• _PAGE EXCERPT_:
☆ ☆ ☆

In budding yeast, TFIID and SAGA are the principal coactivator complexes that recruit TATA–binding protein (TBP) for assembly of preinitiation complexes at gene promoters, and the resident histone acetylation (HAT) activity of SAGA lodged in subunit Gcn5 enhances transcription via histone acetylation. Published evidence suggests that the majority of yeast genes (around 90%) require TFIID for efficient transcription, with only about 10% utilizing SAGA in addition to or instead of TFIID. It was concluded recently that the cohort of genes activated by transcriptional activator Gcn4 in amino acid–starved cells utilize only the HAT activity and not the TBP–recruitment function of SAGA and rely exclusively on TFIID for TBP recruitment. We found that eliminating the two TBP–interacting subunits of SAGA, Spt3 and Spt8, but not Gcn5, reduced TBP binding at most Gcn4 target genes in amino acid–starved cells. In contrast, eliminating Gcn5 but not Spt3 or Spt8, impaired histone acetylation and nucleosome eviction at highly expressed Gcn4 target genes. We further showed that depleting the key Taf1 subunit of TFIID strongly impairs TBP recruitment at most Gcn4 target genes only in cells devoid of Spt3 or Spt8. These results indicate a critical, non-redundant role for SAGA in TBP recruitment, apart from its HAT function, even in cells harboring wild-type TFIID. We obtained similar findings for the most highly expressed subset of genes previously shown to utilize SAGA or TFIID redundantly, dubbed “coactivator-redundant (CR)” genes. In contrast, highly expressed TFIID–dependent genes showed reduced TBP binding on depleting Taf1, even in cells with wild-type SAGA, and eliminating Spt3/Spt8 had little effect on TBP recruitment. These findings deepen our understanding of the relative importance of SAGA vs. TFIID in TBP recruitment, PIC assembly, and transcription of different classes of genes under stress conditions, highlighting the crucial role of SAGA in TBP recruitment via Spt3/Spt8 and the independent contribution of Gcn5 HAT activity for the Gcn4 transcriptome and other highly expressed CR genes in amino acid–starved cells.

☆ ☆ ☆

• _YOUR TASKS_:
[a] According to the yeast coactivator text, which two SAGA subunits interact with TBP?
[b] Carry on the yeast coactivator text from its last sentence.
The data that come after this text have nothing to do with it.

• _GIVEN ENTRIES_:
☆ ☆ ☆

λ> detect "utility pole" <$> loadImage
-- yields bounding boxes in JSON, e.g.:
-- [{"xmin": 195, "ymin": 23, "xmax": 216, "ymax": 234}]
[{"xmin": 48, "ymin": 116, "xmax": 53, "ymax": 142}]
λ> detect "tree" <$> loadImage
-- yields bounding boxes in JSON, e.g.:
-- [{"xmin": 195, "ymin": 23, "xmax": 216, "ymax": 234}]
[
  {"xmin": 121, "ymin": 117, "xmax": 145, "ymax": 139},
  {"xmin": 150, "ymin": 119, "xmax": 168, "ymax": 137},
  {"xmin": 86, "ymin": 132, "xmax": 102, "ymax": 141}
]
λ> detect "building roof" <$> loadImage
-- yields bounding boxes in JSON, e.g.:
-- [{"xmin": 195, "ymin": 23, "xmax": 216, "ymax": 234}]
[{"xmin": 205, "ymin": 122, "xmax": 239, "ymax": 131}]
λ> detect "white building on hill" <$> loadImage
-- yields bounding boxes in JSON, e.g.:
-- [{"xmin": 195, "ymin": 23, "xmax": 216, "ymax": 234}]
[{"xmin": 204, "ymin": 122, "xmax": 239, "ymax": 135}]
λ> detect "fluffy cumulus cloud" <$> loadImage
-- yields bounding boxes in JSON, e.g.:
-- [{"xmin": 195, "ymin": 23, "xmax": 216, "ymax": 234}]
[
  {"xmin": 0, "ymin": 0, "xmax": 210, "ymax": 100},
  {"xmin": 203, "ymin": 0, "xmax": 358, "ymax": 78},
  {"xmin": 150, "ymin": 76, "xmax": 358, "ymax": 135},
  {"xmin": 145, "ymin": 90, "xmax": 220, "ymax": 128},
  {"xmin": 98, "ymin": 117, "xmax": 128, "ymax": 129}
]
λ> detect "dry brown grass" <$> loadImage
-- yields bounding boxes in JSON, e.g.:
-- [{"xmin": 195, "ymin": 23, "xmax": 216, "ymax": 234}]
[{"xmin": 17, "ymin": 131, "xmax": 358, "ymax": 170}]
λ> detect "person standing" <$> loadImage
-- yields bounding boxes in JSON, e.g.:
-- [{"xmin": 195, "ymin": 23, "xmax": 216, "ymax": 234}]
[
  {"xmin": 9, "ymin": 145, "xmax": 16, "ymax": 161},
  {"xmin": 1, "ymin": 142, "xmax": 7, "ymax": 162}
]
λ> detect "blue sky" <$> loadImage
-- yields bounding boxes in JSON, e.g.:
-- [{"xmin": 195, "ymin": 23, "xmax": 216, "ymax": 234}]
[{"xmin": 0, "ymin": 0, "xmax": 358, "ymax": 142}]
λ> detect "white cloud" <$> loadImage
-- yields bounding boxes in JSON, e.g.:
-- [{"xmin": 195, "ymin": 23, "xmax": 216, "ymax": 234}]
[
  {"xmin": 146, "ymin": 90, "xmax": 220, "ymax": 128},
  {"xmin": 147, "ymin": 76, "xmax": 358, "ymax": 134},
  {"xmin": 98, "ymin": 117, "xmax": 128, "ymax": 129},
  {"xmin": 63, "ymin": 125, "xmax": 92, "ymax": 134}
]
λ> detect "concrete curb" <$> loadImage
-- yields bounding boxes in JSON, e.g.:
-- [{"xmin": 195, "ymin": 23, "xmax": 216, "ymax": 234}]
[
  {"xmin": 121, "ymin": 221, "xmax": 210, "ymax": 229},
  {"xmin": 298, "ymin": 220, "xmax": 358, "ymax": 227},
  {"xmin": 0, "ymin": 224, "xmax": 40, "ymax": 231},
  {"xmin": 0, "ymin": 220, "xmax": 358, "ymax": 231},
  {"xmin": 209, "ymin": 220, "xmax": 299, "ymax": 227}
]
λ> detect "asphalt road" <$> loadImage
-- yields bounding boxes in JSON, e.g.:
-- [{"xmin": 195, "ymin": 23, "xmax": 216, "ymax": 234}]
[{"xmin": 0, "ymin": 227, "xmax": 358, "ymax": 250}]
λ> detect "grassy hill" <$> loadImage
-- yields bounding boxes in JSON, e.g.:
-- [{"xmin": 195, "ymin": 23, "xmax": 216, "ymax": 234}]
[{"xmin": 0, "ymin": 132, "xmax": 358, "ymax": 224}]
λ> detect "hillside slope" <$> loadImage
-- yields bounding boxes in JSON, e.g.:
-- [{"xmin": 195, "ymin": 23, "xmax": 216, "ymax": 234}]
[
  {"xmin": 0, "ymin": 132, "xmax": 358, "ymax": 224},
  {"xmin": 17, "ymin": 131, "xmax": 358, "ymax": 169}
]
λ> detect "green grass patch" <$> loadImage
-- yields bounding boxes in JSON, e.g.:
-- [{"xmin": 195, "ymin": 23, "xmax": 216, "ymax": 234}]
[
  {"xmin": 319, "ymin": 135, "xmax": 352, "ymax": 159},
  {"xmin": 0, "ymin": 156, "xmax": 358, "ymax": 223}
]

☆ ☆ ☆

• _ANSWERS TO THE PROBLEMS_:
[a] Spt3 and Spt8.

[b]
Previous studies had suggested that the ATPase Mot1 generally dissociates TBP from promoters that utilize SAGA to augment TBP recruitment in favor of TBP binding at genes reliant on TFIID for PIC assembly. Our findings show instead that promoters are dependent on Mot1 for high-level TBP occupancies when they are highly expressed, regardless of their dependence on SAGA or TFIID for TBP recruitment. Accordingly, TBP binding at condition-dependent SAGA–activated genes is enhanced by Mot1 when they are stress-induced, but antagonized by Mot1 when expressed at basal levels. Among bulk promoters expressed constitutively, Mot1 serves to redistribute TBP from weaker to stronger promoters regardless of their coactivator dependence. Our analysis also uncovered an unexpected response to Mot1 depletion whereby reductions in TBP occupancies at highly expressed/induced SAGA–dependent genes does not reduce their transcription levels. This uncoupling could arise from SAGA–mediated assembly of a reservoir of incomplete PICs containing TBP whose formation is not crucial for promoter activation per se, but may increase the rate or endpoint of induction. These findings substantially alter our understanding of the genome-wide role of Mot1 in regulating PIC assembly and its importance for mounting an effective transcriptional response to stress.